▸ To be done
Repeat the full listing, word for word.

-------- Supplied information --------

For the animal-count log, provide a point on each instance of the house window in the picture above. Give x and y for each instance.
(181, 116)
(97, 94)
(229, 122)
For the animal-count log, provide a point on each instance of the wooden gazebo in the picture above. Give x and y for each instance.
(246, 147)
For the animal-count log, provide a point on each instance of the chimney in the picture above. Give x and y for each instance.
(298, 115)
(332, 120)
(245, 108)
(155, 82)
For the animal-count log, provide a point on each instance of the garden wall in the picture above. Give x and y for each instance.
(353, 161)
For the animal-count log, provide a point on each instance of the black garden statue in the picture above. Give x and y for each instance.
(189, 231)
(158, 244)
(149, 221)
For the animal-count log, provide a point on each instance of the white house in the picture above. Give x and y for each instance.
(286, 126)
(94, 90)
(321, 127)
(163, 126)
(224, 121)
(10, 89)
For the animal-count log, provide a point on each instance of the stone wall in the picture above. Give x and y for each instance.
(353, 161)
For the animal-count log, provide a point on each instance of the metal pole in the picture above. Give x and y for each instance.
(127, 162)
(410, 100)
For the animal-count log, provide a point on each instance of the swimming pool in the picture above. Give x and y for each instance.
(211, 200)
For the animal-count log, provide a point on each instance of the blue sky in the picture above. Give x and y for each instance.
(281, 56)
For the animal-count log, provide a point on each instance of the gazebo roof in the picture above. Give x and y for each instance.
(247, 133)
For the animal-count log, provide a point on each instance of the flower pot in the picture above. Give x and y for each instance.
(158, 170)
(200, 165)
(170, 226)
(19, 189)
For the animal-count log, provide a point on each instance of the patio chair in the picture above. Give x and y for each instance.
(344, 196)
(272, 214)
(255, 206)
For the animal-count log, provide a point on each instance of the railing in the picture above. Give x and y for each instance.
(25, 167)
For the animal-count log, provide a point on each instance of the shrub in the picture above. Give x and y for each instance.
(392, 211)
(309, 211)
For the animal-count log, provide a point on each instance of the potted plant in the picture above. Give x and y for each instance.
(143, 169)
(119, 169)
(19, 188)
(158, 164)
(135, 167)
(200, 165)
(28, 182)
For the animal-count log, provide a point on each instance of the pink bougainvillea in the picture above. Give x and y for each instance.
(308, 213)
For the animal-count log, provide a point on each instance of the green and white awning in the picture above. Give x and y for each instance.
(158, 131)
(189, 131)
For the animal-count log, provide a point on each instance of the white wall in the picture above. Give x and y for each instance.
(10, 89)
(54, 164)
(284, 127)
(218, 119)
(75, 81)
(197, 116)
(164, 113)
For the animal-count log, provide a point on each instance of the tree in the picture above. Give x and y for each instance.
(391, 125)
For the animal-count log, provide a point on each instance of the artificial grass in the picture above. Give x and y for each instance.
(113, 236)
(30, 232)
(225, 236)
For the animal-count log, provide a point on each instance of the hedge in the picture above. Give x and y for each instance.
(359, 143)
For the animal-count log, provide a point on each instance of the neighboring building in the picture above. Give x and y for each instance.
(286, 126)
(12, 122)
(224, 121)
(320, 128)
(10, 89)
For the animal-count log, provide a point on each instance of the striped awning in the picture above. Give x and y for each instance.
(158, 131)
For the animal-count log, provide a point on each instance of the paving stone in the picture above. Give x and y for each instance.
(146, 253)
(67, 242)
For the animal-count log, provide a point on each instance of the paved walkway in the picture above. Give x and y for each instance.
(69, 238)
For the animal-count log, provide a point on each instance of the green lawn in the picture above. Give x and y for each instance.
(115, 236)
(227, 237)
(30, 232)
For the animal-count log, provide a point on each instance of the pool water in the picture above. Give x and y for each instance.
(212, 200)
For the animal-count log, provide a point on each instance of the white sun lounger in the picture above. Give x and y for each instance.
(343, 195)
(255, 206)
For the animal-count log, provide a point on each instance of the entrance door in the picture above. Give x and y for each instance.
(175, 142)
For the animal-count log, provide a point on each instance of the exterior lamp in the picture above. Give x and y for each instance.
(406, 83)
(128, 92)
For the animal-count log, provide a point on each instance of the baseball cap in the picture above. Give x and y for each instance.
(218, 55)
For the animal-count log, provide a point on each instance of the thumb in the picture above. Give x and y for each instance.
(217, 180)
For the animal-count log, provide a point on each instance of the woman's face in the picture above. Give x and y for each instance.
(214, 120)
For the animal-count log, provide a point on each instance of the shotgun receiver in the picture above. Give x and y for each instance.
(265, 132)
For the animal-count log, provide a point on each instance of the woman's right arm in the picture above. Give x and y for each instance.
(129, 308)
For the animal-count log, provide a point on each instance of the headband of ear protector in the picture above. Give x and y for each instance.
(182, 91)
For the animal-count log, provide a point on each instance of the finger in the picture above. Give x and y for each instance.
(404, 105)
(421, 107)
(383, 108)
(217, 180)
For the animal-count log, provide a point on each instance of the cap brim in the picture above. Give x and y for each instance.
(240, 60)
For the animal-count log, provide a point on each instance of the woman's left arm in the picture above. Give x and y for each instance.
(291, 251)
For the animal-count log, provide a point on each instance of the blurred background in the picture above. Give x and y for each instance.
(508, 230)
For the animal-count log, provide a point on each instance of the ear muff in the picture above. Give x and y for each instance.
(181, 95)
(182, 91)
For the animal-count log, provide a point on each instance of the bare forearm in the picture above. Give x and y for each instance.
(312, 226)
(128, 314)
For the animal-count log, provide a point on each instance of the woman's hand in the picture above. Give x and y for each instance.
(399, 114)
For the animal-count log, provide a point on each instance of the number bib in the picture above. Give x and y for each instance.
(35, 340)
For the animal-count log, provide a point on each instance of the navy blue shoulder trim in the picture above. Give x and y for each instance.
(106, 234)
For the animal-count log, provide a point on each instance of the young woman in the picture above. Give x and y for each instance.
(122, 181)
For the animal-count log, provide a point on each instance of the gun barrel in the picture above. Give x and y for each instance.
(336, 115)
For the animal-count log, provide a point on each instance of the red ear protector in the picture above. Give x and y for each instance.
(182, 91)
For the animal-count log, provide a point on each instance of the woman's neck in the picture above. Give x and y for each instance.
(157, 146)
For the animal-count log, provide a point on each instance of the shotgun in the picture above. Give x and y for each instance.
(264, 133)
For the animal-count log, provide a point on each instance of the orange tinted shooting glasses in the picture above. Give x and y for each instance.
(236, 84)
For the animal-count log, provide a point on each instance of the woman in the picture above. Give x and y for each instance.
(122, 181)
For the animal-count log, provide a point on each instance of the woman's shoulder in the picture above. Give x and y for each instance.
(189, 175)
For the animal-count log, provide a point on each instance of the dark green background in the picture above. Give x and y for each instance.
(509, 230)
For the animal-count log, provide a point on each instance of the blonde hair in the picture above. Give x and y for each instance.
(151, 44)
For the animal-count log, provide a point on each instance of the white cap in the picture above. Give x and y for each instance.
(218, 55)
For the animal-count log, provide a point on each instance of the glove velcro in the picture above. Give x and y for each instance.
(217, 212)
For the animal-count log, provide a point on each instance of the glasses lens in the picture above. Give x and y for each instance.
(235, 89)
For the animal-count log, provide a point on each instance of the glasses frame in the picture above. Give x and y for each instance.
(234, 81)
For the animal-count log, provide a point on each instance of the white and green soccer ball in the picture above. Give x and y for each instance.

--------

▸ Exercise output
For the animal-count log, provide a point on each instance of the house window in the picture above. Give x and y for each instance.
(181, 116)
(97, 94)
(229, 122)
For the animal-count log, provide a point on each instance of the wooden gazebo in the picture above. Give x and y for each instance.
(246, 147)
For the animal-count log, provide a point on each instance of the chimney in the picture above. Give x and y for each instance.
(298, 115)
(332, 120)
(245, 108)
(155, 82)
For the animal-count log, provide a point on each instance of the garden wall in the picture above. Give x and y for each instance.
(353, 161)
For the animal-count log, provide a point on each instance of the black garden statue in the picture above. Give x and y for each instance.
(189, 231)
(158, 244)
(149, 221)
For the animal-count log, provide a point on each instance of the white house in the picture above. Give x and y for each instance.
(286, 126)
(94, 90)
(321, 127)
(163, 126)
(224, 121)
(10, 89)
For the animal-count log, provide a point on each instance of the stone wall in the picture above. Give x and y for each instance.
(353, 161)
For the animal-count log, provide a point on each instance of the metal pole in the picture above. Give x and y for each instance.
(127, 162)
(410, 100)
For the animal-count log, provide a point on each instance of the swimming pool in the picture above. Give x and y for each instance.
(211, 200)
For the animal-count log, provide a point on each instance of the blue sky in the picture above. Give x and y for each instance.
(281, 56)
For the animal-count log, provide a point on each instance of the gazebo roof in the picture above. Give x and y for each instance.
(247, 133)
For the animal-count log, provide a point on each instance of the flower pot in the picture above. Give x and y for each instance.
(158, 170)
(200, 165)
(170, 226)
(19, 189)
For the animal-count log, provide a point on each instance of the patio chair in the picture above. Give x and y for each instance.
(344, 196)
(272, 214)
(255, 206)
For the animal-count log, provide a point on each instance of the railing in the picture above. Give x and y for each instance.
(25, 167)
For the animal-count log, provide a point on each instance of the shrub in the picture above. Give x and y for each instance.
(392, 211)
(309, 211)
For the animal-count log, provide a point on each instance of the potted plant in the picture above. Give x and y for each instance.
(143, 169)
(119, 169)
(19, 188)
(158, 164)
(135, 167)
(200, 165)
(28, 182)
For the animal-count log, provide a point on each instance of the pink bougainvillea in the picture above. Give x and y for each instance.
(308, 213)
For the animal-count log, provide a point on each instance of the green and white awning in the picture above. Give x and y for each instance.
(158, 131)
(189, 131)
For the animal-count log, provide a point on each instance of the white wall in the picture above. Give x and y for each instance.
(10, 89)
(54, 164)
(284, 127)
(218, 119)
(75, 81)
(197, 116)
(164, 113)
For the animal-count log, provide a point on each instance of the tree in the picture above. Give x and y for each instance.
(391, 125)
For the animal-count log, provide a point on each instance of the artificial grass in the picture above. Give x and y for each instance.
(113, 236)
(30, 232)
(225, 236)
For the animal-count log, provide a point on each instance of the hedge in the picture above. Give x and y for each instance.
(359, 143)
For the animal-count log, provide a point on each instance of the neighboring building in the picture above. Give x and y for each instance.
(286, 126)
(12, 122)
(224, 121)
(320, 128)
(10, 89)
For the animal-count log, provide a point on each instance of the striped awning in the picture above. Give x and y for each instance.
(158, 131)
For the animal-count log, provide a point on each instance of the paving stone in the picture above. Give x and y for each instance.
(146, 253)
(67, 242)
For the animal-count log, provide a point on each instance of the paved walkway in the picture above. Give x and y for each instance.
(69, 238)
For the animal-count log, provide a point on each instance of the green lawn in the picture above. Give x and y for each instance.
(115, 236)
(227, 237)
(30, 232)
For the animal-count log, provide a point on each instance of the pool water in the picture above. Give x and y for each instance.
(212, 200)
For the animal-count log, provide a point on each instance of the white sun lounger in the picture above. Give x and y for each instance.
(343, 195)
(255, 206)
For the animal-count log, provide a point on each instance of the entrance door in the picture above. Give x and y for each instance.
(175, 142)
For the animal-count log, provide a point on each instance of the exterior lamp in the picture above. Give x and y for each instance.
(406, 83)
(128, 92)
For the animal-count log, provide a point on each instance of the baseball cap in the picture above. Give x and y for each instance.
(218, 55)
For the animal-count log, provide a point on each instance of the thumb in the picture above. Give x and y for each instance.
(217, 180)
For the animal-count log, provide a point on each instance of the woman's face in the picture above. Give x and y for each instance.
(214, 120)
For the animal-count log, provide a point on each instance of the shotgun receiver in the picture above. Give x and y for each instance.
(265, 132)
For the animal-count log, provide a point on each instance of the woman's right arm in the picture above. Give x and y for each instance.
(129, 308)
For the animal-count log, provide a point on each instance of the headband of ear protector in the picture above. Give x and y for each instance.
(182, 91)
For the animal-count log, provide a point on each instance of the finger in the picture above. Give x and y for each instance.
(404, 105)
(421, 107)
(383, 108)
(217, 180)
For the animal-count log, provide a point on each instance of the cap brim in the picture above. Give x and y for each instance.
(240, 60)
For the animal-count log, provide a point on each instance of the woman's left arm in the picture above. Give x and y for each instance.
(291, 251)
For the animal-count log, provide a point on each instance of the blurred background in the picture above. Give x and y for each instance.
(508, 230)
For the animal-count log, provide a point on each instance of the ear muff in the picture above. Give x and y for each instance.
(181, 95)
(182, 91)
For the animal-count log, provide a point on each instance of the bare forearm in the picture above. Give x and y for each instance.
(312, 226)
(128, 314)
For the animal-count log, provide a point on each instance of the woman's hand in the picture above. Give x and y for each instance.
(399, 114)
For the animal-count log, provide a point on each instance of the number bib in the picture above. Give x and y for each instance.
(35, 340)
For the animal-count log, provide a point on each instance of the navy blue shoulder trim in the picture above. Give x and y for each instance.
(106, 234)
For the animal-count log, provide a point on each instance of the young woman in the picture above. Give x and y for each instance.
(122, 181)
For the animal-count log, provide a point on each instance of the gun barrel in the picture above. Give x and y for each instance.
(336, 115)
For the animal-count log, provide a point on each instance of the red ear protector in the picture above. Give x and y for each instance.
(182, 91)
For the animal-count log, provide a point on each instance of the woman's neck in the picture above. Give x and y for each instance.
(157, 146)
For the animal-count log, provide a point on each instance of the shotgun in the picture above. Give x and y for each instance.
(264, 133)
For the animal-count log, provide a point on each instance of the orange tinted shooting glasses in the picture above. Give x and y for each instance.
(236, 84)
For the animal-count log, provide a point on each instance of the woman in the picture above. Give x and y for each instance.
(122, 181)
For the animal-count log, provide a point on each instance of the woman's shoulder in the picture above. Give x and y for each instance.
(189, 175)
For the animal-count log, provide a point on each instance of the dark green background in the picture above. Give x and y for each instance.
(509, 230)
For the animal-count log, provide a point on each instance of the blonde hair in the picture above. Give x and y for each instance.
(151, 44)
For the animal-count log, provide a point on each instance of the white cap in the picture above. Give x and y for each instance.
(218, 55)
For the animal-count log, provide a point on each instance of the glove velcro in the picture above. Give x and y for each instance.
(217, 212)
For the animal-count log, provide a point on each instance of the glasses lens in the picture above. Give x and y for each instance.
(235, 89)
For the animal-count log, provide a point on each instance of the glasses frame in the picture above. Give x and y for each instance.
(234, 81)
For the animal-count log, provide a point on each instance of the white and green soccer ball in the picture above. Give x and y for each instance.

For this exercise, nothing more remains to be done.